• Textauszug:
►

Das dritte Standbein der MEA sind die Auslandskooperationen. Im Jahr 2004 begann die MEA die Zusammenarbeit mit einer Schule im tschechischen Most (Brüx) und wenig später mit der Technischen Universität im bulgarischen Sofia. Ein Jahr später startete der Bildungsträger zusammen mit der TU Dresden und der Industrie- und Handelskammer Leipzig eine Kooperation mit Berufsschulen in China. Gemeinsam bietet die MEA Ausbildungen an, bei denen die Absolventen sowohl einen chinesischen als auch einen deutschen Facharbeiterabschluss machen können. „Wir haben bei der Anpassung der Lehrpläne geholfen und stellen die Prüfer“, sagt Boden.

◄

• Deine Aufgaben:
• a. Übertrage diesen Satz aus dem Textauszug über die Auslandskooperationen der MEA ins Englische: „Ein Jahr später startete der Bildungsträger zusammen mit der TU Dresden und der Industrie- und Handelskammer Leipzig eine Kooperation mit Berufsschulen in China.“
• b. Führe den Textauszug über die Auslandskooperationen der MEA nach seinem letzten Satz mit ein paar passenden Sätzen weiter.

Dateneinträge:
►

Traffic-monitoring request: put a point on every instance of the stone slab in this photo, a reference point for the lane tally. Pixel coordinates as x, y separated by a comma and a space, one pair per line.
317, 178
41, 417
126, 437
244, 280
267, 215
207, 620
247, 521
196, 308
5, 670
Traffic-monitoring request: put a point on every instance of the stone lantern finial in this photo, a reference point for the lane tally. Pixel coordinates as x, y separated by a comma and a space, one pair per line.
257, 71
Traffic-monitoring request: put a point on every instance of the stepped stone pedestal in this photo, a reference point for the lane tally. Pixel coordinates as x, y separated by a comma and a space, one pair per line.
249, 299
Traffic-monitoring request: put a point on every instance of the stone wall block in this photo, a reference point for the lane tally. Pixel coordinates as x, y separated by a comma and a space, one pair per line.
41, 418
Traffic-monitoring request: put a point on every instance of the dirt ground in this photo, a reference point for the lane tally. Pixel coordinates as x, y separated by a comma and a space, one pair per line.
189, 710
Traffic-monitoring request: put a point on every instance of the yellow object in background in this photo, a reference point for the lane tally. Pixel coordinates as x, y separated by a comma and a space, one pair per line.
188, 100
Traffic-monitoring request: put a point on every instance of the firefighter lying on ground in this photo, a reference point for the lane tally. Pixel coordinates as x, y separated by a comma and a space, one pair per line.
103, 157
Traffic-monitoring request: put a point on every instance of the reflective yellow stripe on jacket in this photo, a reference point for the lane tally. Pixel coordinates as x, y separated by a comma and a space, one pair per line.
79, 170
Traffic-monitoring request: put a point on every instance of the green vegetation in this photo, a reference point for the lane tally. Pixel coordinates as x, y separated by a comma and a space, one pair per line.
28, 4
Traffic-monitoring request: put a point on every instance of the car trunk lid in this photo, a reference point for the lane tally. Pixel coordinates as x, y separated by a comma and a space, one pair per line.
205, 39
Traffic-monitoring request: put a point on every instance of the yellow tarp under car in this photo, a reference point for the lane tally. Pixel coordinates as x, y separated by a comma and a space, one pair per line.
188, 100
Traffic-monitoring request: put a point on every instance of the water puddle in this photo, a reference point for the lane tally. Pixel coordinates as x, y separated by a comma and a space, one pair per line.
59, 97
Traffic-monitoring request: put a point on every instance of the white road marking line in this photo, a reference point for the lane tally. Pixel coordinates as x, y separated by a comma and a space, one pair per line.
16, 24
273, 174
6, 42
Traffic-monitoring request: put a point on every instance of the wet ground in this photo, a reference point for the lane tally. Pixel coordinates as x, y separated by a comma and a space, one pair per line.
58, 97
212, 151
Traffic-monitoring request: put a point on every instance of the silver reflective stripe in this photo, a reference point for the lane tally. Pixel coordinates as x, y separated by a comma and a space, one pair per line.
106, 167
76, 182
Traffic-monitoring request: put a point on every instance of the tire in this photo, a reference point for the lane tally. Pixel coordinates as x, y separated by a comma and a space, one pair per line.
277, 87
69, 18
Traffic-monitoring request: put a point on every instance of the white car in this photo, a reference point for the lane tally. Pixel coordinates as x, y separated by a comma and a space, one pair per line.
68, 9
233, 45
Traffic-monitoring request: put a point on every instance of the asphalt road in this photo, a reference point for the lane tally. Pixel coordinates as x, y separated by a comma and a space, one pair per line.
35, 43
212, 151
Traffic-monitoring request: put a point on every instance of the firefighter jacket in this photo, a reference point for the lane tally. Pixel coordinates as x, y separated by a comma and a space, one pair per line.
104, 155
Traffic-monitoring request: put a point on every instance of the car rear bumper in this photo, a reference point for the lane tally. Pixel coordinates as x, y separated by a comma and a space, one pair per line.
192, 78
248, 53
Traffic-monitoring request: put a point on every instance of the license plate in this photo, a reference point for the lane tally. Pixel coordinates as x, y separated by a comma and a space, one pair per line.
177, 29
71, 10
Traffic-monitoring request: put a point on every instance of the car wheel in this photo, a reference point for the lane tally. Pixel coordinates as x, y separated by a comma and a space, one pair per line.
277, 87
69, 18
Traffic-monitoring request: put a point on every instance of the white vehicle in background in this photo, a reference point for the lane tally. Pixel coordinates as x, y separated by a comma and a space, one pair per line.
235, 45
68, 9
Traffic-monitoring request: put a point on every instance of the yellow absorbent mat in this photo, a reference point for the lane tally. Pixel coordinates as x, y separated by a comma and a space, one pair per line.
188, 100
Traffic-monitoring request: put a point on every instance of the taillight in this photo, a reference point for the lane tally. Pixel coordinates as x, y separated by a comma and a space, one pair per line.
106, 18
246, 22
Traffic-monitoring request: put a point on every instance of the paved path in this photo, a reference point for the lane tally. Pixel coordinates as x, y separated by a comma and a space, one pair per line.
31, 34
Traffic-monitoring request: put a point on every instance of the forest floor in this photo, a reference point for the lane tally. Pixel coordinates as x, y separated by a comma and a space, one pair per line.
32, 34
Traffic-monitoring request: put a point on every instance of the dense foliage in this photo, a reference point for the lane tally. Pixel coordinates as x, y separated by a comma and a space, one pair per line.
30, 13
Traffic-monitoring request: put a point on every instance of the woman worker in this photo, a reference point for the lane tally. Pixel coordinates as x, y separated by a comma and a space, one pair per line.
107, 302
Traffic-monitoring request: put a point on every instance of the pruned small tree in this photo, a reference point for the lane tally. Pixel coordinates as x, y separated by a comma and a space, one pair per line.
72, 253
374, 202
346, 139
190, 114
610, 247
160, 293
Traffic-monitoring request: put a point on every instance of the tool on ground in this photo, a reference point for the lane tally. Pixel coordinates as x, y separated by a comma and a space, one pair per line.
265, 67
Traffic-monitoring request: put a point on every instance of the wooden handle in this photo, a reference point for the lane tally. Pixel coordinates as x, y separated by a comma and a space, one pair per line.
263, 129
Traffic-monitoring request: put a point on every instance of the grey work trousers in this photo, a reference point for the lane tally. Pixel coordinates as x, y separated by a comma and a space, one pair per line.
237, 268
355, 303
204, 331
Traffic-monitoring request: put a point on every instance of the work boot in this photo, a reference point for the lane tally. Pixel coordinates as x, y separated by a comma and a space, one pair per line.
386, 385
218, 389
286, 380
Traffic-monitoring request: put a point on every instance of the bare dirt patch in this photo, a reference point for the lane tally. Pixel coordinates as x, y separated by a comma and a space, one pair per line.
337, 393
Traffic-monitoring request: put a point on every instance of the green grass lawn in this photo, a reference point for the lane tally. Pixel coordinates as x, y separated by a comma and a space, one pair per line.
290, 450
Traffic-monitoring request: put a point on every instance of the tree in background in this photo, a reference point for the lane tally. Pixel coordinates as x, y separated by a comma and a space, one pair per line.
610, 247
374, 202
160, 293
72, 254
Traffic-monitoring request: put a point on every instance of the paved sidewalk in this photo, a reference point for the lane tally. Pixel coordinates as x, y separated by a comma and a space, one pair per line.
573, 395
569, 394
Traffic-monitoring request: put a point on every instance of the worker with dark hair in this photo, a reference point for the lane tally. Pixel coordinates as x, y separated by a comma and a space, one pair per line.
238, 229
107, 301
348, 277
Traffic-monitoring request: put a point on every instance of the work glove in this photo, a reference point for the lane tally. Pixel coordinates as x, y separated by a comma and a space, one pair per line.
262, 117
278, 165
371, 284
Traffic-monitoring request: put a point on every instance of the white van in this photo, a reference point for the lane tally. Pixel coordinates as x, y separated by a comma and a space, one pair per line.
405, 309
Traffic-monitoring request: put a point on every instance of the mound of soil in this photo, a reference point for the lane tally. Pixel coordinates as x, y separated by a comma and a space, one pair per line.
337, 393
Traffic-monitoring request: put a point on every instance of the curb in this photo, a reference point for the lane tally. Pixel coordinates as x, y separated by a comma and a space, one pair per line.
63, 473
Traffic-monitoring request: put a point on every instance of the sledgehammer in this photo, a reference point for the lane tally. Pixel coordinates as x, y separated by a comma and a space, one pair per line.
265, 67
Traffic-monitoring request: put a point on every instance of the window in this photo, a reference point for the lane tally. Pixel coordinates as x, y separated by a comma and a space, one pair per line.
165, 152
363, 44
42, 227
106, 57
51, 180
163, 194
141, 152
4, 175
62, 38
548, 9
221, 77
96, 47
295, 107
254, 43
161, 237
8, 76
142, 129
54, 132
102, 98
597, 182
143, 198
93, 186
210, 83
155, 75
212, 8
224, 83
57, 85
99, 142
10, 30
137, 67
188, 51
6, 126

◄

• Die Lösungen:
• a. A year later, the education provider, together with TU Dresden and the Leipzig Chamber of Industry and Commerce, launched a cooperation with vocational schools in China.

• b.
Kompliment aus China

Die Zusammenarbeit sei für beide Seiten von Vorteil, sagt Sebastian Boden. Hier wie dort gab es Überraschungsmomente. So habe er einerseits erlebt, wie gut dort die Lehrwerkstätten ausgestattet seien. Andererseits habe er viele Berufsschullehrer kennengelernt, die noch stark an alten Verhaltensmustern hängen und wenig Zugang zu moderner Didaktik und Methodik haben. Eines der schönsten Komplimente sei es gewesen, als einer der Chinesen sich versichern wollte, ob es sich bei der Ausbildung wirklich nur um eine Lehrlingsausbildung handele. Er hatte den Eindruck, eine Hochschule vor sich zu haben, erzählte Sebastian Boden. Vielleicht stand er da in dem Fachkabinett mit der supermodernen Touchscreen-Tafel.